The data must be written out once more, precisely as given.

────────────────────────────────────────

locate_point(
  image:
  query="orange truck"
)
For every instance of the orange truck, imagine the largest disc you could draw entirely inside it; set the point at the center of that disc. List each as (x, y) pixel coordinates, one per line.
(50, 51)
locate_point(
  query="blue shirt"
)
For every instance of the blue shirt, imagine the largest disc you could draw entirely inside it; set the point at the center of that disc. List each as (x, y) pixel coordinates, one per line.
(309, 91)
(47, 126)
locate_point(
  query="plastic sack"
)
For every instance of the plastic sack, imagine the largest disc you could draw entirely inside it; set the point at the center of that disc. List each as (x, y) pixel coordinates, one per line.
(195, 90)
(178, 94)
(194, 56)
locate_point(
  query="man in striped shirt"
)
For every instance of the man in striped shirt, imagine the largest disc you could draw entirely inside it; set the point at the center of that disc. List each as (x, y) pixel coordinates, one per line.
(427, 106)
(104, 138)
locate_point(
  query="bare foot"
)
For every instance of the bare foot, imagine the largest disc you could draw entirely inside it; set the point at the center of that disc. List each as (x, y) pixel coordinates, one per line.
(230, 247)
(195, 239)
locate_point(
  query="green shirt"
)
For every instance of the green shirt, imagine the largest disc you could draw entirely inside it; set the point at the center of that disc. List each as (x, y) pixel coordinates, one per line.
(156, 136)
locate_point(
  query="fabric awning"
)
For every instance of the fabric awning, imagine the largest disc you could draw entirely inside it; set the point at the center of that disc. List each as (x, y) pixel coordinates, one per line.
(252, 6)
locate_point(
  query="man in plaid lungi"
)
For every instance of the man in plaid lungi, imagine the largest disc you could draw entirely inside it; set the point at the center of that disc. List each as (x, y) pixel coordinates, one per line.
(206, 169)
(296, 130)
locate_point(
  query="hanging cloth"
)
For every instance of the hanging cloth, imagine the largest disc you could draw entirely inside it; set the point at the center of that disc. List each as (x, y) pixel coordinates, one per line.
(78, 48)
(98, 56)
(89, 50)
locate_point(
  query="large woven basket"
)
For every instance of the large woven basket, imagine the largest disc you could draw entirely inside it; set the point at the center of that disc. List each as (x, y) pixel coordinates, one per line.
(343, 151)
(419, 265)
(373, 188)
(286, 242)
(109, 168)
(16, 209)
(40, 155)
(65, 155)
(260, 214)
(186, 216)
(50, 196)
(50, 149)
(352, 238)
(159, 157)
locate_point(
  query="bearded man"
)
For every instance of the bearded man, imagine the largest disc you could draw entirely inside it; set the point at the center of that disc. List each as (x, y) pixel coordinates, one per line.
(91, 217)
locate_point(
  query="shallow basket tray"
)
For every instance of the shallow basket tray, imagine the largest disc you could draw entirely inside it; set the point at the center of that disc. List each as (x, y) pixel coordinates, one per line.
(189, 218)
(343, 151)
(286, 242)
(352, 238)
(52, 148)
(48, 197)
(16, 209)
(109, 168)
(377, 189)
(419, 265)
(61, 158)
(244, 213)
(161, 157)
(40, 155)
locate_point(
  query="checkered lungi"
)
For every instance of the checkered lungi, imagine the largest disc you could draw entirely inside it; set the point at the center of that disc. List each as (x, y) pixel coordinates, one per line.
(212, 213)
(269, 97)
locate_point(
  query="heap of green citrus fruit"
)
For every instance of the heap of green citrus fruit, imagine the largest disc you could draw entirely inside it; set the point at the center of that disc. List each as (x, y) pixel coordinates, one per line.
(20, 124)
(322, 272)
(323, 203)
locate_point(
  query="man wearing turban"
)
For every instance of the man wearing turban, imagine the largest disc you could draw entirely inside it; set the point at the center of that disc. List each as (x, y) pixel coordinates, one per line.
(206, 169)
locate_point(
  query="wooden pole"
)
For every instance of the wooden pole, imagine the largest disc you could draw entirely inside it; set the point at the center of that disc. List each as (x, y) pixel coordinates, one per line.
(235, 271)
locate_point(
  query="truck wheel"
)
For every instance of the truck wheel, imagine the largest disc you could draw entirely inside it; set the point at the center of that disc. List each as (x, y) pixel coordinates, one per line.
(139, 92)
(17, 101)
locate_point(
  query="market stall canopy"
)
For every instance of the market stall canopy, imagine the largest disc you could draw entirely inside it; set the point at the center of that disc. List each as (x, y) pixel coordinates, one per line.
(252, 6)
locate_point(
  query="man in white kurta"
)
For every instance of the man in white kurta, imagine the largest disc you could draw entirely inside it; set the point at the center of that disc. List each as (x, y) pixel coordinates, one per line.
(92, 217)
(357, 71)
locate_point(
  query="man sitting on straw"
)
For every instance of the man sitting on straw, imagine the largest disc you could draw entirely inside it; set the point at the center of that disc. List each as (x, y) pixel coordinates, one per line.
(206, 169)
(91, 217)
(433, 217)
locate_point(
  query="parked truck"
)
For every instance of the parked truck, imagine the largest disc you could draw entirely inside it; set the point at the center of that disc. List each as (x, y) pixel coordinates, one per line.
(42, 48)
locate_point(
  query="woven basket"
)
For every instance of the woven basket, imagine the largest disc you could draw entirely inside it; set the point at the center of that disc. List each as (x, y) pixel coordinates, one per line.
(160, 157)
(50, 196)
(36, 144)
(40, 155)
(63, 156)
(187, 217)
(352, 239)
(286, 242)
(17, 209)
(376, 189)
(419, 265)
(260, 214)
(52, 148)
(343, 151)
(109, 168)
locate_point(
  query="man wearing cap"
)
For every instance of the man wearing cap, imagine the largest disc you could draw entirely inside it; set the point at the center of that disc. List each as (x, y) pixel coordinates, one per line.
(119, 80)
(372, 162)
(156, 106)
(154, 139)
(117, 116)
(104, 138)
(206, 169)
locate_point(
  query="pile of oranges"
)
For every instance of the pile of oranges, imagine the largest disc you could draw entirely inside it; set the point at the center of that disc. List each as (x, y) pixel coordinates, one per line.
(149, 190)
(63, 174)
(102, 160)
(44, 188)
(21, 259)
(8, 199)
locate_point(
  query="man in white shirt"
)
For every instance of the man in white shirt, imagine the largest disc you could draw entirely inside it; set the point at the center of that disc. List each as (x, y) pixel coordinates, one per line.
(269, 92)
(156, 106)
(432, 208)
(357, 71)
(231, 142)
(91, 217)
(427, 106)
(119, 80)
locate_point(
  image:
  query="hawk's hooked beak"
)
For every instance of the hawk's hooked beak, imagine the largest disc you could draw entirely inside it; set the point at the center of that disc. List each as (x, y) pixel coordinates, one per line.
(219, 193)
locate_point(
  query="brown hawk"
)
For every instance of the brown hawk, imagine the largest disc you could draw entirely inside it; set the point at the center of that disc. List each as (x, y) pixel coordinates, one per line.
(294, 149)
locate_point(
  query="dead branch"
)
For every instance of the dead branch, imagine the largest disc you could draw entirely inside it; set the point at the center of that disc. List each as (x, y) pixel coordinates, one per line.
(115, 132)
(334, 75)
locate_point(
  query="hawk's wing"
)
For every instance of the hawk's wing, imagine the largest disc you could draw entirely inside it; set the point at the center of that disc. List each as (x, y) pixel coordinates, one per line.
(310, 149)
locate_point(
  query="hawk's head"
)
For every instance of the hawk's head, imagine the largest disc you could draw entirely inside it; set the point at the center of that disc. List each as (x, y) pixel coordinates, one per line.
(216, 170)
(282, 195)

────────────────────────────────────────

COMPLETED TASK –
locate_point(
  image:
  query="orange truck"
)
For every instance of the orange truck, imagine the largest disc you could draw entirely inside it; set the point at the center of that disc. List each as (x, y) pixel coordinates, one per line.
(50, 51)
locate_point(
  query="blue shirt"
)
For every instance of the blue shirt, imagine the largest disc you could draw entirely inside it; set the point at the center of that disc. List each as (x, y) pixel coordinates, one per line.
(309, 91)
(47, 126)
locate_point(
  query="plastic sack"
)
For every instance of the plastic sack, imagine the largest disc you could draw entirely inside it; set the point at the center of that disc. List each as (x, y) pixel coordinates, one per line.
(195, 90)
(178, 94)
(194, 56)
locate_point(
  query="man in striped shirt"
)
For every instance of the man in striped shirt, imagine the largest disc you could draw entirely inside it; set the point at the center of that disc. List each as (x, y) pixel coordinates, one per line.
(427, 106)
(104, 138)
locate_point(
  query="bare foot"
)
For every instance of the bare foot, imagine the largest disc you could draw entirely inside it; set the point at the center of that disc. List each as (x, y) pixel coordinates, one per line.
(230, 247)
(195, 239)
locate_point(
  query="green shirt"
)
For every instance of the green shirt, imagine the largest disc you could draw entirely inside it; set the point at the center of that disc. List each as (x, y) pixel coordinates, one per line.
(156, 136)
locate_point(
  query="fabric awning"
)
For every instance of the fabric awning, imagine the largest disc you could draw entirely inside it; set the point at the center of that disc. List each as (x, y) pixel coordinates, one per line.
(252, 6)
locate_point(
  query="man in plaid lungi"
)
For every instance of the man in plaid lungi, imagine the largest disc you could draw entirely inside it; set the point at the center of that disc. List each as (x, y) pixel coordinates, one per line.
(206, 169)
(296, 130)
locate_point(
  query="hanging cloth"
)
For every instance of the hanging cloth, imagine the largest disc you could draw entirely inside it; set the point at the center of that disc. List each as (x, y) pixel coordinates, one per line.
(78, 48)
(98, 56)
(89, 50)
locate_point(
  query="large woven basket"
)
For every instance of the large woven basket, imagine the largest disc you could draw entirely inside it; set the point at the center of that disc. List each as (x, y) pixel coordinates, one per line.
(343, 151)
(419, 265)
(373, 188)
(286, 242)
(109, 168)
(16, 209)
(40, 155)
(65, 155)
(260, 214)
(186, 216)
(50, 196)
(50, 149)
(352, 238)
(159, 157)
locate_point(
  query="bearded man"
)
For every instance of the bearded man, imagine the largest disc you could draw entirely inside it; set the point at the center of that disc. List each as (x, y) pixel coordinates, one per line.
(91, 217)
locate_point(
  query="shallow basket tray"
)
For every instance of the shallow basket tray, imagine the largest disc you could draw entirely inside it; set the point at the center of that disc. List each as (x, y) pixel coordinates, one per line.
(189, 218)
(343, 151)
(286, 242)
(352, 238)
(52, 148)
(48, 197)
(16, 209)
(109, 168)
(377, 189)
(419, 265)
(61, 158)
(244, 213)
(161, 157)
(40, 155)
locate_point(
  query="checkered lungi"
)
For every instance of the checkered lungi, imagine the largest disc you could draw entirely inside it; set the point at the center of that disc. List each as (x, y) pixel coordinates, one per line.
(212, 213)
(269, 97)
locate_point(
  query="heap of green citrus fruit"
)
For every instance of the heap of green citrus fruit, imagine the largest disc you could draw entirely inside it; set the point at the center of that disc. List each as (x, y) pixel coordinates, one per line.
(20, 124)
(322, 272)
(323, 203)
locate_point(
  query="man wearing turban"
)
For every instance of the man wearing turban, imagine the largest disc you could draw entirely inside it; set the point at the center of that disc. List each as (x, y) pixel coordinates, one per line.
(206, 169)
locate_point(
  query="wooden pole"
)
For every instance of the wooden pole, imagine the largest disc you could draw entirely inside it; set the point at the center of that disc. List each as (x, y) pixel coordinates, one per line.
(235, 271)
locate_point(
  query="truck wheel"
)
For every instance of the truck wheel, imagine the largest disc you could draw entirely inside it; set the point at the center of that disc. List each as (x, y) pixel coordinates, one per line.
(139, 92)
(17, 101)
locate_point(
  query="market stall canopy"
)
For every instance of the market stall canopy, imagine the largest disc you could draw entirely inside it; set the point at the center of that disc. List each as (x, y) pixel coordinates, one per line.
(252, 6)
locate_point(
  query="man in white kurta"
)
For every instance of the man in white kurta, imagine the largest disc you could draw entirely inside it; set the point at the center of that disc. List each as (x, y) pixel coordinates, one per line.
(92, 217)
(357, 71)
locate_point(
  query="man sitting on straw"
)
For every instance of the man sitting on straw, imagine the largest disc you could draw entirely inside it; set the point at the center of that disc. List each as (x, y) pixel coordinates, one per line.
(206, 169)
(91, 217)
(433, 217)
locate_point(
  query="parked truck"
)
For every instance of the parked truck, imagine the largest disc you could draw entirely inside it; set the point at the center of that disc. List each as (x, y) pixel coordinates, one per line.
(42, 48)
locate_point(
  query="woven basket"
)
For every instance of the woven basket, imagine the largest disc you could draw entirely inside it; set the point at the center of that disc. List each as (x, y) pixel coordinates, one per line.
(160, 157)
(50, 196)
(36, 144)
(40, 155)
(63, 156)
(187, 217)
(352, 239)
(286, 242)
(17, 209)
(376, 189)
(419, 265)
(260, 214)
(52, 148)
(343, 151)
(109, 168)
locate_point(
  query="man wearing cap"
)
For every instance of the man wearing cap, imagine the largest disc you could draw entirely inside it; set the point at the center of that disc. List each as (x, y) pixel coordinates, one per line.
(119, 80)
(372, 162)
(156, 106)
(154, 139)
(117, 116)
(104, 138)
(206, 169)
locate_point(
  query="pile of oranges"
)
For every instance of the pile of oranges, imagine the largest disc you could draw entirely inside it; set the point at the center of that disc. List each as (x, y) pixel coordinates, one per line.
(149, 190)
(63, 174)
(102, 160)
(44, 188)
(21, 259)
(8, 199)
locate_point(
  query="man in white shirt"
)
For every instance of the man in white shirt, imagine the largest disc you could draw entirely inside it; set the point at the center of that disc. List each as (x, y) pixel coordinates, one per line.
(269, 92)
(156, 106)
(432, 208)
(357, 71)
(231, 142)
(91, 217)
(427, 106)
(119, 80)
locate_point(
  image:
  query="hawk's hooked beak"
)
For every instance of the hawk's hooked beak, imagine the largest disc you could draw entirely inside it; set the point at the center of that disc. List each as (x, y) pixel coordinates, one per line.
(219, 193)
locate_point(
  query="brown hawk"
)
For every instance of the brown hawk, imagine the largest disc you could draw entirely inside it; set the point at the center of that disc. List each as (x, y) pixel coordinates, one per line.
(294, 149)
locate_point(
  query="dead branch"
)
For every instance of the dead branch, imagine the largest disc you could draw entirely inside it; set the point at the center of that disc. List each as (x, y) pixel coordinates, one per line.
(115, 132)
(334, 75)
locate_point(
  query="hawk's wing"
)
For every instance of the hawk's wing, imagine the largest disc you could draw entirely inside it; set the point at the center of that disc. List each as (x, y) pixel coordinates, one per line.
(310, 149)
locate_point(
  query="hawk's head"
)
For every instance of the hawk's head, imagine the largest disc you could draw entirely inside it; set the point at the center of that disc. List each as (x, y) pixel coordinates, one per line.
(216, 170)
(282, 195)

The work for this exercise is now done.